The Court of Appeals determined that as the trial court had no jurisdiction under Rules of Civil Procedure to enter the Amended Judgment, the only way the trial court could properly enter the Amended Judgment was by entering it nunc pro tunc, "to correct the record to reflect a prior ruling made in fact but defectively recorded. However, the trial court's order included no language indicating it was nunc pro tunc. For an amended judgment to be nunc pro tunc, the prior judgment "must not have been entered 'due to accident, mistake, or neglect of the clerk,' and there is nothing in the Record here that indicates the Initial Judgment was not, in fact, entered."

■ SHORT TASK 1 ■
Return each line in the entries below that contains the word "shirt".

■ PROVIDED DATA ■

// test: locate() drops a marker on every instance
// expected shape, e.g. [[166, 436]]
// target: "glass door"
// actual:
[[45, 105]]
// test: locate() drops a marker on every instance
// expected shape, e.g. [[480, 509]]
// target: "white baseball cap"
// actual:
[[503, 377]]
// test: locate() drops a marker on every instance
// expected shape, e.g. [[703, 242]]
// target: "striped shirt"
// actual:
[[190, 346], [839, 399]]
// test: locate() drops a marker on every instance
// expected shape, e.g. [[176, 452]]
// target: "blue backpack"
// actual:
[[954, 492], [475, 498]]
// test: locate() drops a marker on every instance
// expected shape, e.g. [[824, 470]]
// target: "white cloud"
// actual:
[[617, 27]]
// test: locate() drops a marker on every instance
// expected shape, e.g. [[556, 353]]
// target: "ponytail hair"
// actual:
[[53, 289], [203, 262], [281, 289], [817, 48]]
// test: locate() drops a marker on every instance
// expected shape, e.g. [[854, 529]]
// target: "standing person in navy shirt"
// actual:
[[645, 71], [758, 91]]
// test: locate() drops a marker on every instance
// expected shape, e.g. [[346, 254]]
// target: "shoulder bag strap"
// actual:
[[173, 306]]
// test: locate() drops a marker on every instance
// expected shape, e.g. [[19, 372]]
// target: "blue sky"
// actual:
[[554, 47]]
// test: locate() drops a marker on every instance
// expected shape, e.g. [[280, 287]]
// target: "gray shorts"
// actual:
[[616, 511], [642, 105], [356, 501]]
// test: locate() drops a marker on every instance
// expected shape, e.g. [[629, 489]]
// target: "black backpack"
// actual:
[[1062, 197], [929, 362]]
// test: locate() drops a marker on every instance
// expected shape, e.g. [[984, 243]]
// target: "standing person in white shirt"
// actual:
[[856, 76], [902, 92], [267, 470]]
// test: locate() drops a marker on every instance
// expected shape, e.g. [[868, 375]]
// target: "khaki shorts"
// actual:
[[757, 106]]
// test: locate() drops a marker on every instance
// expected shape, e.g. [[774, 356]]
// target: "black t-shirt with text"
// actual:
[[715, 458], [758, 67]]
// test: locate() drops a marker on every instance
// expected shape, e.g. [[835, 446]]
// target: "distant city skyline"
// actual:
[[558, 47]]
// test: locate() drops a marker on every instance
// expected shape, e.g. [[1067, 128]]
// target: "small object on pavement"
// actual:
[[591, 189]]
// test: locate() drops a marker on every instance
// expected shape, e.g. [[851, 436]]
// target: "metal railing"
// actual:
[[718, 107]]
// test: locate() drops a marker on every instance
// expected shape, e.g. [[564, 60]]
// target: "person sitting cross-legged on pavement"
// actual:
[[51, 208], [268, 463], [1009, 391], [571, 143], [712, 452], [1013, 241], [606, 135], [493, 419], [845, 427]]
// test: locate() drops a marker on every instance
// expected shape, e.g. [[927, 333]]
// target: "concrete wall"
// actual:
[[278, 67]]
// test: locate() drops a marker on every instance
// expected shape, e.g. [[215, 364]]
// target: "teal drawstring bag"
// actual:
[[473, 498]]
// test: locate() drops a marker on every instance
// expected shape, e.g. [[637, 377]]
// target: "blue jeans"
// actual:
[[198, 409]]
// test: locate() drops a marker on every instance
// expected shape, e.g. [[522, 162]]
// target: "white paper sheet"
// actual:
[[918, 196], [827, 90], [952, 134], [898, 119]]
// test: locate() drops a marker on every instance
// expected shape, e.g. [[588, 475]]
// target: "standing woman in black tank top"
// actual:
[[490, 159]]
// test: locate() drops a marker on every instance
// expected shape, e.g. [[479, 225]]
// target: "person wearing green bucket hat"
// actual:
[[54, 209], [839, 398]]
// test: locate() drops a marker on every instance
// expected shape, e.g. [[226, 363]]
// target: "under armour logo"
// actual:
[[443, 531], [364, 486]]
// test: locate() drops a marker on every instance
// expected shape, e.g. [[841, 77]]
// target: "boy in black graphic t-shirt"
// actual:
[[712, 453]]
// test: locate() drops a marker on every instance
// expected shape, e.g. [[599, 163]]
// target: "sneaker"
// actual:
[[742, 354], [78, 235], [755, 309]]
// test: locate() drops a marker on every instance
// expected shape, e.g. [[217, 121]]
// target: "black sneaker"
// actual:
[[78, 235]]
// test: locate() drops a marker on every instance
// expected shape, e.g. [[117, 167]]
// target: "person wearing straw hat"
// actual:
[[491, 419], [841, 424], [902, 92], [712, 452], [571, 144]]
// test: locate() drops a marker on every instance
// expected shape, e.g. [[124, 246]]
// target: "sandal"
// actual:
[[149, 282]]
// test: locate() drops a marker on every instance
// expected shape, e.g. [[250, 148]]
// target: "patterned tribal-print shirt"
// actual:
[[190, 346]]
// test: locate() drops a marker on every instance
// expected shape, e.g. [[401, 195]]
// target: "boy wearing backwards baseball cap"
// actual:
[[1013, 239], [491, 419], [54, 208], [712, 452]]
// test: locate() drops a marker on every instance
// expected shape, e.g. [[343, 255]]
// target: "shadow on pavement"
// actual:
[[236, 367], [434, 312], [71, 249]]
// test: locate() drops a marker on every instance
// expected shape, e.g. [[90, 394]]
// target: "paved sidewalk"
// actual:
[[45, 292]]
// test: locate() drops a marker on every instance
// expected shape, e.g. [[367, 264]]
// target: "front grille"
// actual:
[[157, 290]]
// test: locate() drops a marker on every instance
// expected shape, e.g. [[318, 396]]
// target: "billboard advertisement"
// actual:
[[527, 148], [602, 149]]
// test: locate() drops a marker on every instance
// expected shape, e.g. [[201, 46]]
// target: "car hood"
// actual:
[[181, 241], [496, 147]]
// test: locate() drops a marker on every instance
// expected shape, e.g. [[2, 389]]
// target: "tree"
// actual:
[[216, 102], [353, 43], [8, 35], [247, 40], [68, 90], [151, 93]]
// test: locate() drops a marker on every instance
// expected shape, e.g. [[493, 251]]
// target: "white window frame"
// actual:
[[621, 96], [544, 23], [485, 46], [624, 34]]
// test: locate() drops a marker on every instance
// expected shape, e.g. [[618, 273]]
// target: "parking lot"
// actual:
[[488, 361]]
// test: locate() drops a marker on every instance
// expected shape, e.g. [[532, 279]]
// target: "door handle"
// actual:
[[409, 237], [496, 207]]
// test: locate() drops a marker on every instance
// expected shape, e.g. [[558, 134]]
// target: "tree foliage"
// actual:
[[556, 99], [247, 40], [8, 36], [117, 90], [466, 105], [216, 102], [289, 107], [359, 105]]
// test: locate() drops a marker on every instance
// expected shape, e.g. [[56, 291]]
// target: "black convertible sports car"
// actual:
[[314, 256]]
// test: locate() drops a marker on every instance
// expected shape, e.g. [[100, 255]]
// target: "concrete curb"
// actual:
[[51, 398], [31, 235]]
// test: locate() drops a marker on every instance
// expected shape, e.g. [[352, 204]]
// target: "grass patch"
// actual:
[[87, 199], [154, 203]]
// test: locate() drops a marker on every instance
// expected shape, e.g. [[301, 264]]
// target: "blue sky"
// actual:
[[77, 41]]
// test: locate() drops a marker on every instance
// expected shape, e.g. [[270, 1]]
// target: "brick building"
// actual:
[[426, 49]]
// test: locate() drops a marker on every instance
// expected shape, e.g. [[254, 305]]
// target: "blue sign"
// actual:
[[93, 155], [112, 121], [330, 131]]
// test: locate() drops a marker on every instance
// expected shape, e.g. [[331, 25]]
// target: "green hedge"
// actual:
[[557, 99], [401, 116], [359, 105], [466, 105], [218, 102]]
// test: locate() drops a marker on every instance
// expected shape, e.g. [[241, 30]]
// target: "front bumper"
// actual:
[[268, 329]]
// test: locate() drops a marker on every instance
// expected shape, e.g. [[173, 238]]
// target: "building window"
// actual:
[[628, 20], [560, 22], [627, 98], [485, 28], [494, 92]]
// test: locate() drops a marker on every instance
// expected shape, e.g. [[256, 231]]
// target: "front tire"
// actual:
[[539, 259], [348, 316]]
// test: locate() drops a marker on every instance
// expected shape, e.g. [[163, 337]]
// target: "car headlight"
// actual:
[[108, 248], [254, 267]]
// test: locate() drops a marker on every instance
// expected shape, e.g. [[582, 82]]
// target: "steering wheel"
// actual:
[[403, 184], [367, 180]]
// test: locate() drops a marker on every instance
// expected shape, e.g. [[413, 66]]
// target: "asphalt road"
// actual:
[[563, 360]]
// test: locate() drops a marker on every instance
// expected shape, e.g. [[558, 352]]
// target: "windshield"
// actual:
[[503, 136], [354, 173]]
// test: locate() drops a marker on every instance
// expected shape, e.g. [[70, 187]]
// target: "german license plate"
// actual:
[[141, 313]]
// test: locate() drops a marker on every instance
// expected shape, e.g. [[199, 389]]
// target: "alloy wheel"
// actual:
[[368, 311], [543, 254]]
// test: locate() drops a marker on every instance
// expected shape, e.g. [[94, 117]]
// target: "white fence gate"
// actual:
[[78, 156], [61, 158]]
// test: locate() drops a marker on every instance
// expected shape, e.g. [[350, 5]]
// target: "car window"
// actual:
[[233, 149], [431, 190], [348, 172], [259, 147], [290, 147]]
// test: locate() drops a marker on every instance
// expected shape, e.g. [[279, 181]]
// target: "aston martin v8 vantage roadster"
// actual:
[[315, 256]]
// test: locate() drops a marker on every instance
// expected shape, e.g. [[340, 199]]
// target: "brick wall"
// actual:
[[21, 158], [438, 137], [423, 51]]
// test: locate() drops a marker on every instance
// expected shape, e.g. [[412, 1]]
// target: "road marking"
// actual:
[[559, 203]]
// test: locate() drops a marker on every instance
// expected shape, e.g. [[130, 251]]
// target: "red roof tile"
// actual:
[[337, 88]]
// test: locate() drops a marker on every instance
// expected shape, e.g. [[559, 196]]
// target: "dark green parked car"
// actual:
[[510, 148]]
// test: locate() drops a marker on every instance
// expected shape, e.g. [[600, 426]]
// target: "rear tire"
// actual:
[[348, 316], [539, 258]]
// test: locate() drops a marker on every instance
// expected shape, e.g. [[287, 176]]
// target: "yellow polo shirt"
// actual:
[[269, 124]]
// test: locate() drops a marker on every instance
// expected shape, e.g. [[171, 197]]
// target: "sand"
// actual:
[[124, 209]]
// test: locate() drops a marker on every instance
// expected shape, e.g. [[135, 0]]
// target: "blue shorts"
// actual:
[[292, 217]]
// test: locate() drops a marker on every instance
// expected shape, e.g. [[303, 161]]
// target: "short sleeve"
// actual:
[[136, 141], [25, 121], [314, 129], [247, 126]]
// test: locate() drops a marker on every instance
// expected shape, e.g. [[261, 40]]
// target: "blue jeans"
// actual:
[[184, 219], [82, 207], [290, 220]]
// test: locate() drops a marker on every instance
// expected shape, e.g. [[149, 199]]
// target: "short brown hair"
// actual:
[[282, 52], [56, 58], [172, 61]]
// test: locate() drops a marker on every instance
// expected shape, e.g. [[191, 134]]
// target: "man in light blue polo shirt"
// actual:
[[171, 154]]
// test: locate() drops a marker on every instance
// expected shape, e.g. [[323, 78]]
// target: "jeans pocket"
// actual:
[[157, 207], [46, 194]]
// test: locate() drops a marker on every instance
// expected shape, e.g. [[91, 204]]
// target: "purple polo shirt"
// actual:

■ SHORT TASK 2 ■
In the nunc pro tunc excerpt, which causes are named for a prior judgment not having been entered? List them all.

■ EXPECTED ANSWER 1 ■
// target: "striped shirt"
// target: "standing person in navy shirt"
// target: "standing person in white shirt"
// target: "black t-shirt with text"
// target: "boy in black graphic t-shirt"
// target: "patterned tribal-print shirt"
// target: "yellow polo shirt"
// target: "man in light blue polo shirt"
// target: "purple polo shirt"

■ EXPECTED ANSWER 2 ■
Accident, mistake, neglect of the clerk